The exercise -> Reproduce the listing below without changes, except that pictures are left out.

Provided material ->

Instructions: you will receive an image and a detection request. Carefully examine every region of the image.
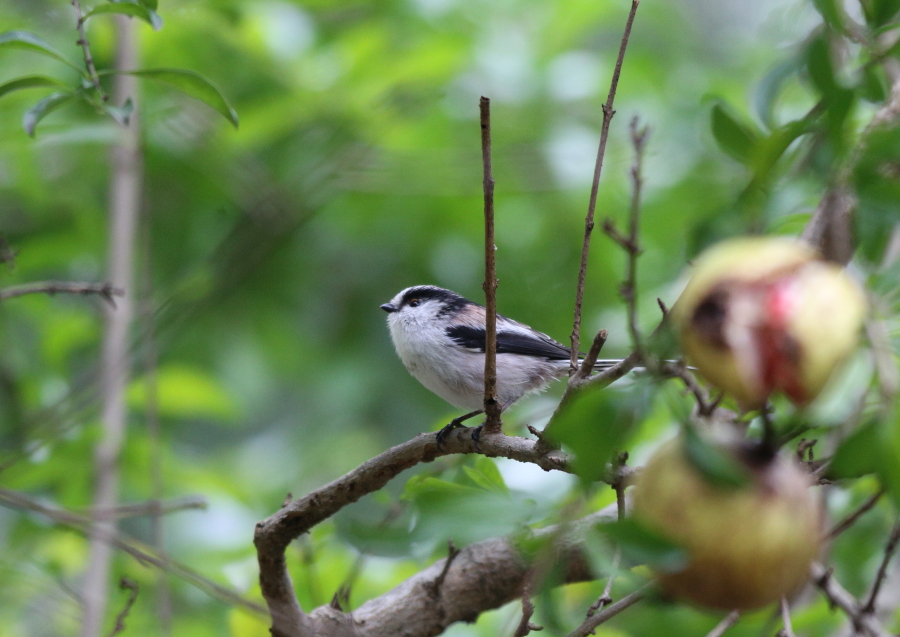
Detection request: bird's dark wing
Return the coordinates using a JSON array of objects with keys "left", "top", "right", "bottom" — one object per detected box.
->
[{"left": 447, "top": 325, "right": 569, "bottom": 360}]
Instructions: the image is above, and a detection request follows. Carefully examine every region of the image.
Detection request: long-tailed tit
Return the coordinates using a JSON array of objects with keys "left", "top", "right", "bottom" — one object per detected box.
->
[{"left": 381, "top": 285, "right": 619, "bottom": 440}]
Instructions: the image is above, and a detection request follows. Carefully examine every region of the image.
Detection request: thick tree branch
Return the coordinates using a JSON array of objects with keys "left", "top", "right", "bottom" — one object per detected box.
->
[
  {"left": 254, "top": 430, "right": 637, "bottom": 635},
  {"left": 570, "top": 0, "right": 640, "bottom": 374},
  {"left": 298, "top": 506, "right": 620, "bottom": 637}
]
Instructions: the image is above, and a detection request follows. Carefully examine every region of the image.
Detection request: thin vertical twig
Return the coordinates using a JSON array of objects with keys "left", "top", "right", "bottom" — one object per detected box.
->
[
  {"left": 140, "top": 214, "right": 172, "bottom": 637},
  {"left": 587, "top": 452, "right": 628, "bottom": 617},
  {"left": 778, "top": 597, "right": 797, "bottom": 637},
  {"left": 72, "top": 0, "right": 109, "bottom": 102},
  {"left": 622, "top": 116, "right": 649, "bottom": 354},
  {"left": 478, "top": 97, "right": 500, "bottom": 433},
  {"left": 706, "top": 610, "right": 741, "bottom": 637},
  {"left": 108, "top": 577, "right": 140, "bottom": 637},
  {"left": 603, "top": 116, "right": 649, "bottom": 360},
  {"left": 513, "top": 577, "right": 544, "bottom": 637},
  {"left": 577, "top": 330, "right": 609, "bottom": 379},
  {"left": 569, "top": 0, "right": 640, "bottom": 374},
  {"left": 81, "top": 16, "right": 143, "bottom": 637}
]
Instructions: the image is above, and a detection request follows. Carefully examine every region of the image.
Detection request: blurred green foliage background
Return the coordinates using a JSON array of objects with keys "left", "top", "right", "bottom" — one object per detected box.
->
[{"left": 0, "top": 0, "right": 891, "bottom": 637}]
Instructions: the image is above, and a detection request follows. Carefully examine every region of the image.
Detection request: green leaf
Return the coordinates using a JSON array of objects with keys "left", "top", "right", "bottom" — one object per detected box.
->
[
  {"left": 813, "top": 0, "right": 844, "bottom": 32},
  {"left": 0, "top": 31, "right": 87, "bottom": 77},
  {"left": 22, "top": 92, "right": 75, "bottom": 137},
  {"left": 84, "top": 2, "right": 162, "bottom": 31},
  {"left": 860, "top": 0, "right": 900, "bottom": 27},
  {"left": 859, "top": 65, "right": 887, "bottom": 104},
  {"left": 806, "top": 35, "right": 855, "bottom": 149},
  {"left": 827, "top": 412, "right": 900, "bottom": 505},
  {"left": 597, "top": 518, "right": 687, "bottom": 572},
  {"left": 544, "top": 379, "right": 656, "bottom": 482},
  {"left": 103, "top": 97, "right": 134, "bottom": 126},
  {"left": 806, "top": 35, "right": 841, "bottom": 98},
  {"left": 101, "top": 69, "right": 238, "bottom": 128},
  {"left": 463, "top": 456, "right": 509, "bottom": 494},
  {"left": 128, "top": 365, "right": 238, "bottom": 421},
  {"left": 753, "top": 56, "right": 802, "bottom": 128},
  {"left": 0, "top": 75, "right": 71, "bottom": 97},
  {"left": 712, "top": 103, "right": 759, "bottom": 164},
  {"left": 853, "top": 127, "right": 900, "bottom": 263},
  {"left": 684, "top": 427, "right": 751, "bottom": 488},
  {"left": 828, "top": 422, "right": 881, "bottom": 480}
]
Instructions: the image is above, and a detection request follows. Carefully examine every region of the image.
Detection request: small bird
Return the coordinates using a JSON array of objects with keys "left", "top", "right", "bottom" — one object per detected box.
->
[{"left": 381, "top": 285, "right": 620, "bottom": 443}]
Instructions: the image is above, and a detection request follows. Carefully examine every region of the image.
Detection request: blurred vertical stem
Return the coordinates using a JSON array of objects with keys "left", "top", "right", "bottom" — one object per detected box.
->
[
  {"left": 81, "top": 16, "right": 143, "bottom": 637},
  {"left": 139, "top": 205, "right": 172, "bottom": 637}
]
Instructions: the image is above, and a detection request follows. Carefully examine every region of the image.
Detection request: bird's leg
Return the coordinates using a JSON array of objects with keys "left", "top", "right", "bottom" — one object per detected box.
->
[
  {"left": 437, "top": 409, "right": 484, "bottom": 451},
  {"left": 472, "top": 400, "right": 514, "bottom": 444}
]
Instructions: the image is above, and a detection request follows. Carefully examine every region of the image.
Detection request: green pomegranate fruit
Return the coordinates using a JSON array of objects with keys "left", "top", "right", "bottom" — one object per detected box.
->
[
  {"left": 672, "top": 237, "right": 866, "bottom": 409},
  {"left": 633, "top": 437, "right": 822, "bottom": 610}
]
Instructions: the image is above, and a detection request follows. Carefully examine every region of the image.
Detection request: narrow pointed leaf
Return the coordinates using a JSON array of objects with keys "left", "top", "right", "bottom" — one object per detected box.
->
[
  {"left": 22, "top": 92, "right": 75, "bottom": 137},
  {"left": 103, "top": 98, "right": 134, "bottom": 126},
  {"left": 0, "top": 75, "right": 71, "bottom": 97},
  {"left": 107, "top": 69, "right": 238, "bottom": 128},
  {"left": 84, "top": 2, "right": 162, "bottom": 31},
  {"left": 712, "top": 104, "right": 759, "bottom": 164},
  {"left": 0, "top": 31, "right": 87, "bottom": 76}
]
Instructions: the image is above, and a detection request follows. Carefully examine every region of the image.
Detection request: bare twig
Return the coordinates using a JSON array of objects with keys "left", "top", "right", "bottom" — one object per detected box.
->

Complete output ->
Instructions: you will receive an image and a detection request. Carefully examine every region of the image.
Detection request: bird's dark wing
Return the coordinates using a JSON array of objects with keys "left", "top", "right", "bottom" — one object per detected box.
->
[{"left": 447, "top": 325, "right": 569, "bottom": 360}]
Instructions: the image is above, and a detection request follows. Carefully examine every region of the image.
Detection request: long-tailed tit
Return the coordinates using a JSON array of objects with keys "left", "top", "right", "bottom" — one object per detected box.
->
[{"left": 381, "top": 285, "right": 619, "bottom": 440}]
Instructions: the image is above, and a detection request follows. Carefully examine every region of the image.
Detection request: thick tree branch
Return the coordinates using a JSON array of objects with keys "left", "top", "right", "bottom" — one object per detected box.
->
[
  {"left": 254, "top": 430, "right": 637, "bottom": 635},
  {"left": 570, "top": 0, "right": 640, "bottom": 374},
  {"left": 298, "top": 506, "right": 620, "bottom": 637}
]
Instructions: the image is above, and a detection request follows. Carefully examine every region of the image.
Detection request: thin vertical twig
Return the coordinates using a JSON array of objects with keys "left", "top", "right", "bottom" — one object per detected box.
->
[
  {"left": 140, "top": 214, "right": 172, "bottom": 637},
  {"left": 587, "top": 452, "right": 628, "bottom": 617},
  {"left": 778, "top": 597, "right": 797, "bottom": 637},
  {"left": 72, "top": 0, "right": 109, "bottom": 102},
  {"left": 622, "top": 116, "right": 649, "bottom": 354},
  {"left": 478, "top": 97, "right": 500, "bottom": 433},
  {"left": 706, "top": 610, "right": 741, "bottom": 637},
  {"left": 108, "top": 577, "right": 140, "bottom": 637},
  {"left": 603, "top": 116, "right": 649, "bottom": 360},
  {"left": 513, "top": 577, "right": 544, "bottom": 637},
  {"left": 577, "top": 330, "right": 609, "bottom": 379},
  {"left": 569, "top": 0, "right": 640, "bottom": 374},
  {"left": 81, "top": 16, "right": 143, "bottom": 637}
]
Instructions: the image is above, and a detection request follows. Carefully examine every region of the image.
Detection request: blurred green foliage background
Return the coordinates using a JSON array of objects with keys "left", "top", "right", "bottom" — one object per detected box.
->
[{"left": 0, "top": 0, "right": 891, "bottom": 637}]
Instructions: the image is above, and a detection request follows. Carefully examine every region of the image.
Detection request: green leaf
Return the coordinates using a JSON array of objects with keys "left", "top", "right", "bottom" — one object per detected box.
->
[
  {"left": 813, "top": 0, "right": 844, "bottom": 32},
  {"left": 0, "top": 31, "right": 87, "bottom": 77},
  {"left": 22, "top": 92, "right": 75, "bottom": 137},
  {"left": 84, "top": 2, "right": 162, "bottom": 31},
  {"left": 860, "top": 0, "right": 900, "bottom": 27},
  {"left": 859, "top": 65, "right": 887, "bottom": 104},
  {"left": 806, "top": 35, "right": 855, "bottom": 149},
  {"left": 827, "top": 412, "right": 900, "bottom": 505},
  {"left": 597, "top": 518, "right": 687, "bottom": 572},
  {"left": 544, "top": 379, "right": 656, "bottom": 482},
  {"left": 103, "top": 97, "right": 134, "bottom": 126},
  {"left": 806, "top": 35, "right": 841, "bottom": 98},
  {"left": 101, "top": 69, "right": 238, "bottom": 128},
  {"left": 463, "top": 456, "right": 509, "bottom": 494},
  {"left": 128, "top": 365, "right": 238, "bottom": 421},
  {"left": 753, "top": 56, "right": 802, "bottom": 128},
  {"left": 0, "top": 75, "right": 71, "bottom": 97},
  {"left": 712, "top": 103, "right": 759, "bottom": 164},
  {"left": 853, "top": 127, "right": 900, "bottom": 263},
  {"left": 684, "top": 427, "right": 751, "bottom": 488},
  {"left": 828, "top": 422, "right": 881, "bottom": 480}
]
Instructions: the image is above, and a detection request follows. Carefully examine every region of the image.
Detection request: small bird
Return the coordinates using a JSON array of objects with keys "left", "top", "right", "bottom" — one object per detected box.
->
[{"left": 381, "top": 285, "right": 620, "bottom": 443}]
Instructions: the image is above, and a detection request follows. Carefully examine every region of the image.
Detection request: blurred vertical stem
Return the coordinates using a JSON array of objects with keys "left", "top", "right", "bottom" — one object per detected box.
->
[
  {"left": 81, "top": 16, "right": 143, "bottom": 637},
  {"left": 139, "top": 205, "right": 172, "bottom": 637}
]
Instructions: the image is above, and a detection request follows. Carefully examine every region of the image.
Detection request: bird's leg
Return the coordinates using a JSON array of objects with keys "left", "top", "right", "bottom" — one object per detected box.
->
[
  {"left": 437, "top": 409, "right": 484, "bottom": 451},
  {"left": 472, "top": 400, "right": 514, "bottom": 444}
]
Instructions: the image is above, and a detection request follows. Carefully examine every region of the image.
Detection request: green pomegranate fruit
Return the coordinates using a JSON array of objects with keys "left", "top", "right", "bottom" — one object per detected box.
->
[
  {"left": 672, "top": 237, "right": 866, "bottom": 409},
  {"left": 633, "top": 437, "right": 822, "bottom": 610}
]
Instructions: the image is above, and a detection request follows. Carefully examine every region of the image.
Detection request: narrow pointed leaf
Return the coordinates using a JSON array of objects with keys "left", "top", "right", "bottom" — one object per detected box.
->
[
  {"left": 22, "top": 92, "right": 75, "bottom": 137},
  {"left": 103, "top": 98, "right": 134, "bottom": 126},
  {"left": 0, "top": 75, "right": 71, "bottom": 97},
  {"left": 107, "top": 69, "right": 238, "bottom": 128},
  {"left": 84, "top": 2, "right": 162, "bottom": 31},
  {"left": 712, "top": 104, "right": 759, "bottom": 164},
  {"left": 0, "top": 31, "right": 87, "bottom": 76}
]
Instructions: the image is above, and a detection request follows. Carefully examine every region of the image.
Detection request: bare twig
Return the coordinates using a JSON array of objects with keys "left", "top", "right", "bottom" — one object per detected box.
->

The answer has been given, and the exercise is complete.